Your objective | Quote the passage of the registerDoFuture documentation that opens with the words containing "Documented in registerDoFuture" and closes with "change any code.", copying it verbatim.

------ Source extract ------

R/registerDoFuture.R

Defines functions .getDoPar registerDoFuture

Documented in registerDoFuture

#' Use the Foreach `%dopar%` Adapter with Futures
#'
#' The `registerDoFuture()` function makes the
#' \code{\link[foreach:\%dopar\%]{\%dopar\%}} operator of the
#' \pkg{foreach} package to process foreach iterations via any of
#' the future backends supported by the \pkg{future} package, which
#' includes various parallel and distributed backends.
#' In other words, _if a computational backend is supported via
#' the Future API, it'll be automatically available for all functions
#' and packages making using the \pkg{foreach} framework._
#' Neither the developer nor the end user has to change any code.
#'
#' @section Parallel backends:
#' To use futures with the \pkg{foreach} package and its
#' \code{\link[foreach:\%dopar\%]{\%dopar\%}} operator, use
#' `doFuture::registerDoFuture()` to register \pkg{doFuture} to be
#' used as a `%dopar%` adapter.  After this, `%dopar%` will
#' parallelize with whatever \pkg{future} backend is set by
#' [future::plan()].
#'
#' The built-in \pkg{future} backends are always available, e.g.
#' \link[future:sequential]{sequential} (sequential processing),
#' \link[future:multicore]{multicore} (forked processes),
#' \link[future:multisession]{multisession} (background R sessions),
#' and \link[future:cluster]{cluster} (background R sessions on
#' local and remote machines).
#' For example, `plan(multisession)` will make `%dopar%`
#' parallelize via R processes running in the background on the
#' local machine, and
#' `plan(cluster, workers = c("n1", "n2", "n2", "n3"))` will
#' parallelize via R processes running on external machines.
#'
#' Additional backends are provided by other future-compliant
#' packages.  For example, the \pkg{future.batchtools} package
#' provides support for high-performance compute (HPC) cluster
#' schedulers such as SGE, Slurm, and TORQUE / PBS.
#' As an illustration, `plan(batchtools_slurm)` will parallelize
#' by submitting the foreach iterations as tasks to the Slurm
#' scheduler, which in turn will distribute the tasks to one
#' or more compute nodes.
#'
#' @section Global variables and packages:
#' Unless running locally in the global environment (= at the \R prompt),
#' the \pkg{foreach} package requires you do specify what global variables
#' and packages need to be available and attached in order for the
#' "foreach" expression to be evaluated properly.  It is not uncommon to
#' get errors on one or missing variables when moving from running a
#' \code{res <- foreach() \%dopar\% { ... }} statement on the local machine
#' to, say, another machine on the same network.  The solution to the
#' problem is to explicitly export those variables by specifying them in
#' the `.export` argument to [foreach::foreach()],
#' e.g. `foreach(..., .export = c("mu", "sigma"))`.  Likewise, if the
#' expression needs specific packages to be attached, they can be listed
#' in argument `.packages` of `foreach()`.

------ Stored rows ------

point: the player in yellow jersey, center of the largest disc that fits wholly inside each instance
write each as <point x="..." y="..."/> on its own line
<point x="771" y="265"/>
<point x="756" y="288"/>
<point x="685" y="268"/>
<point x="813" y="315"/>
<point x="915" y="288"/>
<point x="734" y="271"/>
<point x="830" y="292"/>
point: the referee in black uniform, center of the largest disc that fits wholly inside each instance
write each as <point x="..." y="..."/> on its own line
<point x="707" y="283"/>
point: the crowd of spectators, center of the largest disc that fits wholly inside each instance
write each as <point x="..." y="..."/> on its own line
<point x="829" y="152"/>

------

Worked answer |
Documented in registerDoFuture

#' Use the Foreach `%dopar%` Adapter with Futures
#'
#' The `registerDoFuture()` function makes the
#' \code{\link[foreach:\%dopar\%]{\%dopar\%}} operator of the
#' \pkg{foreach} package to process foreach iterations via any of
#' the future backends supported by the \pkg{future} package, which
#' includes various parallel and distributed backends.
#' In other words, _if a computational backend is supported via
#' the Future API, it'll be automatically available for all functions
#' and packages making using the \pkg{foreach} framework._
#' Neither the developer nor the end user has to change any code.